▸ Work to complete
A: From the commencement article, copy the passage starting with "He is an iconic" and going on through "and middle-income countries.".
B: According to the commencement article, who was the first U.S. physician to fly in space?

May 27, 2011
BCM Graduates Encouraged To ‘Move Mountains’
Dr. Peter Hotez, internationally renowned tropical diseases expert, told the graduating class of Baylor College of Medicine Tuesday that they are well-prepared to make a major difference in improving the human condition.
"Your Baylor College of Medicine credentials represent the most powerful and versatile degrees that exist," Hotez said. "They are the envy of the intellectual world. Go out and move mountains!"
Hotez gave the commencement address at a ceremony in which BCM President Dr. Paul Klotman presented degrees to 178 medical school students and 47 PH.D. graduates. Another 38 Ph.D. graduates for 2011 are already working in their fields of research and did not participate in the ceremony.
Honorary degrees conferred
The ceremony included the awarding of four honorary degrees to recognize exceptional support and service.
Dr. John Mendelsohn, who will retire as president of MD Anderson Cancer Center this summer, was recognized for his service as the cancer center leader for the past 15 years, as well as his own significant research accomplishments. Dr. Joseph P. Kerwin, a former astronaut and the first U.S. physician to fly in space, was recognized for his contributions to space biomedical research and space medicine. Both Mendelsohn and Kerwin received the honorary degree of Doctor of Letters in Medicine.
Dr. Craig Montell, professor of biological chemistry and neuroscience at Johns Hopkins School of Medicine, was recognized for his discovery of TRP channels in fruit flies and later in humans, transforming the understanding of how animals detect a broad array of sensory inputs. James Mansour, chairman of the oversight committee of the Cancer Prevention and Research Institute of Texas, was recognized for his leadership and support of CPRIT's work to reduce the burden of cancer on humanity. Both Montell and Mansour received the honorary degree of Doctor of Humanities in Medicine.
Klotman reminded the graduates of how far they have come in their training, and the responsibilities that come with the privileges of their professions.
"As a physician and a scientist, you are expected to uphold the standards and ethical practices that our social contract demands," he said. "You no longer represent yourself alone."
"Baylor stands for excellence and leadership," he continued. "You will find wherever you go that Baylor has prepared you well. You will stand out from your peers. Don't shy away from that, take ownership of it."
Addressing graduates, families, friends
Klotman called on a representative of both the graduate and medical school classes to speak on behalf of their classmates. Dr. Christopher Bland, who received his doctorate in cellular and molecular biology, spoke for the Graduate School of Biomedical Sciences. Dr. Alexandra Callan, who will continue with residency training at Vanderbilt University in orthopedic surgery, spoke for the medical school graduates as their class president.
Hotez is the Walter G. Ross Distinguished Professor and chairman of the Department of Microbiology, Immunology and Tropical Medicine at George Washington University. A specialist in tropical diseases and vaccine development, he serves as president of the Sabin Vaccine Institute, which focuses on vaccine advocacy and policy and the development of vaccines for neglected tropical diseases.
He is an iconic figure in research on the group of 17 chronic parasitic and related infections that represent the most common infections of the world's poorest people.
Hotez spoke to the graduates about his work, through vaccine development for neglected tropical diseases, of improving the lives of "the bottom billion," the poorest people living in the world's low- and middle-income countries.
Improving the human condition
Emphasizing that Baylor has now "gone global," he told the graduates they have in hand medical and Ph.D. degrees from "one of the world's great centers of medical and scientific learning."
"There is no problem you cannot solve. Between the time I started my training and finished my education, no one had ever before run an SDS polyacrylamide gel on a hookworm. Imagine a disease of 600 million people and virtually no biomedical literature on the topic.
"You are in an equal position to discover new innovations for our greatest afflictions. Indeed for most diseases, studies leading to breakthrough understandings or new medicines, diagnostics and vaccines have yet to be discovered. No one is better trained for using science in the pursuit of improving the human condition than the graduates before me this evening."

Collected data:
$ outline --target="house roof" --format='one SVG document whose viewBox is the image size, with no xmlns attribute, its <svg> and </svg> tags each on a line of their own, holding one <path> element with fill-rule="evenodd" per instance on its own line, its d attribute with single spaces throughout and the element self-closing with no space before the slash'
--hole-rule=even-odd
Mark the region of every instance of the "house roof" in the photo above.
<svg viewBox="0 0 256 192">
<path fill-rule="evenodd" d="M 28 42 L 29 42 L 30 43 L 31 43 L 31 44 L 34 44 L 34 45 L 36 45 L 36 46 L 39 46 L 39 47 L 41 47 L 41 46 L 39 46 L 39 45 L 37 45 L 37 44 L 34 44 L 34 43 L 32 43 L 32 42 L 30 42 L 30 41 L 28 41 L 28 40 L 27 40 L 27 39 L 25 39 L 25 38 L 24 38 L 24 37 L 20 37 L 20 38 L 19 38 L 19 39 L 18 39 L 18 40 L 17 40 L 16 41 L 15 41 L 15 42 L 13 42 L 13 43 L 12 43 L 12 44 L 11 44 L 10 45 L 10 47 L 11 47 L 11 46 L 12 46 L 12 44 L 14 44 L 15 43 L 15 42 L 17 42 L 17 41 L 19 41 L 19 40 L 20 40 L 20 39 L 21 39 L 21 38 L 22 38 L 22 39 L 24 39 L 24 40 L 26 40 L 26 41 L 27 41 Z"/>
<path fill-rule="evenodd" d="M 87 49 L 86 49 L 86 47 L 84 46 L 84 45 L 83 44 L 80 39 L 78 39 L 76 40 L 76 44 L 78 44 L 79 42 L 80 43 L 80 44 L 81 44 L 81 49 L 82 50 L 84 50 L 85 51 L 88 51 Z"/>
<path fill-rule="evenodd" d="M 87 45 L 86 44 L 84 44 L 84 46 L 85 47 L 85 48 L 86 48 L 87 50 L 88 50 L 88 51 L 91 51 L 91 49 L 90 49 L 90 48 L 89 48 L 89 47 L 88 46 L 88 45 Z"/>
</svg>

▸ Exercise solutions
A:
He is an iconic figure in research on the group of 17 chronic parasitic and related infections that represent the most common infections of the world's poorest people.
Hotez spoke to the graduates about his work, through vaccine development for neglected tropical diseases, of improving the lives of "the bottom billion," the poorest people living in the world's low- and middle-income countries.

B: Dr. Joseph P. Kerwin, a former astronaut.